• [Problems to solve]
- a) According to the Wadi Rum guide, what is the minimum daily price per person for a Bedouin guide?
- b) In the Wadi Rum guide, rewrite the passage between "The wilderness of" and "adventures to experience.", inclusive, swapping "wilderness" for "desert".
- c) Decide whether each statement agrees with the Wadi Rum guide, answering yes or no and quoting the words that settle it: (i) The canyon descent at Jebel Khazali calls for waterproof gear. (ii) The Bedouin camps offer closed tents. (iii) Guides in Wadi Rum are offered only to climbers.
Text Block Start
A Nomad’s Guide to Exploring Wadi Rum in Depth

The wilderness of Wadi Rum is undoubtedly one of the world’s most dramatic, off-the-beaten-track adventure destinations. If you’re searching for an out-of-this-world experience, you'll find it here.


Photo © Jase Wilson

A lifetime of adventures await the willing in Wadi Rum. Trekking, canyoning, desert camping, rock climbing, and the Bedouin guides provide unforgettable adventures to experience. 

Climbing and canyoning in Wadi Rum

Not a climber? No worries. There are traditional Bedouin trekking routes to tackle, and guides available to take you through the maze of sandstone domes.

It's possible to trek and climb to the summits of Jebel Rum, Jebel Um Ishrin, or the spectacular Burdah rock bridge. Jebel Khazali has an extremely adventurous canyon descent – you’ll need waterproof gear!

Wadi Rum Bedouin guides can take care of you. The Bedouin are nomadic Arab people who inhabit the deserts of the Middle East. Prices for guiding vary, but you can expect to pay a minimum of 50 dinar/day (US $70/day) per person, depending on the group size and itinerary.

Exploring Rakabat Canyon near the village of Wadi Rum. Photo credit: Jase Wilson

Desert camping in Wadi Rum

There are many Bedouin camps where travelers can stay. These are open tents which are fully serviced.
Text Block End
Source material Block Start
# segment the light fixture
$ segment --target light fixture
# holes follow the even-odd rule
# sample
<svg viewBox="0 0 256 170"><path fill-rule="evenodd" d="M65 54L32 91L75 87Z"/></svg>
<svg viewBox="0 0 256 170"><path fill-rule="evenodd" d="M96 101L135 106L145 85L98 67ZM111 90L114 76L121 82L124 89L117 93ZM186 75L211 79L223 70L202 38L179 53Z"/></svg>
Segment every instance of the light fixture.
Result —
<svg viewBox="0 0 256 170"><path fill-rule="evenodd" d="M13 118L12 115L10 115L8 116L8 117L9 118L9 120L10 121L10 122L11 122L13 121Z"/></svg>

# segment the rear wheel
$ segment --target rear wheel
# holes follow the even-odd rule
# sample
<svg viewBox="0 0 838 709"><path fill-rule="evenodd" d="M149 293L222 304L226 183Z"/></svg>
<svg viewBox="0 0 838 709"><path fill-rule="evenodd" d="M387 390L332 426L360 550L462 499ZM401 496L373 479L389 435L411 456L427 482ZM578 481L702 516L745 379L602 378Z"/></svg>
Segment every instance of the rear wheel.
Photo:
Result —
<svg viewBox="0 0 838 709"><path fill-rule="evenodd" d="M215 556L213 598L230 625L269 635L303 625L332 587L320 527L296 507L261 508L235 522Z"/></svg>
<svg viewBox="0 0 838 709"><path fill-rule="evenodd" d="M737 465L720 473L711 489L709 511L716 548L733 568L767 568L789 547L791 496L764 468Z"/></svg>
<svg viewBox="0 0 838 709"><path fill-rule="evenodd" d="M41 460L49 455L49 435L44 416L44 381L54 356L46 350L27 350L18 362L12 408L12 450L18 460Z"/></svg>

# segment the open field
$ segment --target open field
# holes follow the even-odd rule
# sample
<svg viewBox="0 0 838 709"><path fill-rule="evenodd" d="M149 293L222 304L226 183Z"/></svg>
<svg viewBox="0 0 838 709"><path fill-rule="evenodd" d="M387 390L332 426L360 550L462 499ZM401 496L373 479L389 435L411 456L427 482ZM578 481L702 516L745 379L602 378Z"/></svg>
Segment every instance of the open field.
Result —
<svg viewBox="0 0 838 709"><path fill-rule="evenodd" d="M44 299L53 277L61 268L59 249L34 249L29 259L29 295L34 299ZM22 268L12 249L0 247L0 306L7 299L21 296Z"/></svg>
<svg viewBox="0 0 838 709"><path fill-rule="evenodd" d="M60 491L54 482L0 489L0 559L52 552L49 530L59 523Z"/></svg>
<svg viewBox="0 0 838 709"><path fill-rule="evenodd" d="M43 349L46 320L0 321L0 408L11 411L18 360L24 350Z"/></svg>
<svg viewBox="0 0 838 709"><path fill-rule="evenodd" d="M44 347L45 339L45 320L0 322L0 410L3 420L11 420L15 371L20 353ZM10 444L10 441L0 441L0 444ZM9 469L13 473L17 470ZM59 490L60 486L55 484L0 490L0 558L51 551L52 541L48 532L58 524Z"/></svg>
Source material Block End
• [Results for each task]
- a) 50 dinar/day (US $70/day)

- b)
The desert of Wadi Rum is undoubtedly one of the world’s most dramatic, off-the-beaten-track adventure destinations. If you’re searching for an out-of-this-world experience, you'll find it here.


Photo © Jase Wilson

A lifetime of adventures await the willing in Wadi Rum. Trekking, canyoning, desert camping, rock climbing, and the Bedouin guides provide unforgettable adventures to experience.

- c)
(i) Yes: "Jebel Khazali has an extremely adventurous canyon descent – you’ll need waterproof gear!"
(ii) No: "These are open tents which are fully serviced."
(iii) No: "Not a climber? No worries. There are traditional Bedouin trekking routes to tackle, and guides available to take you through the maze of sandstone domes."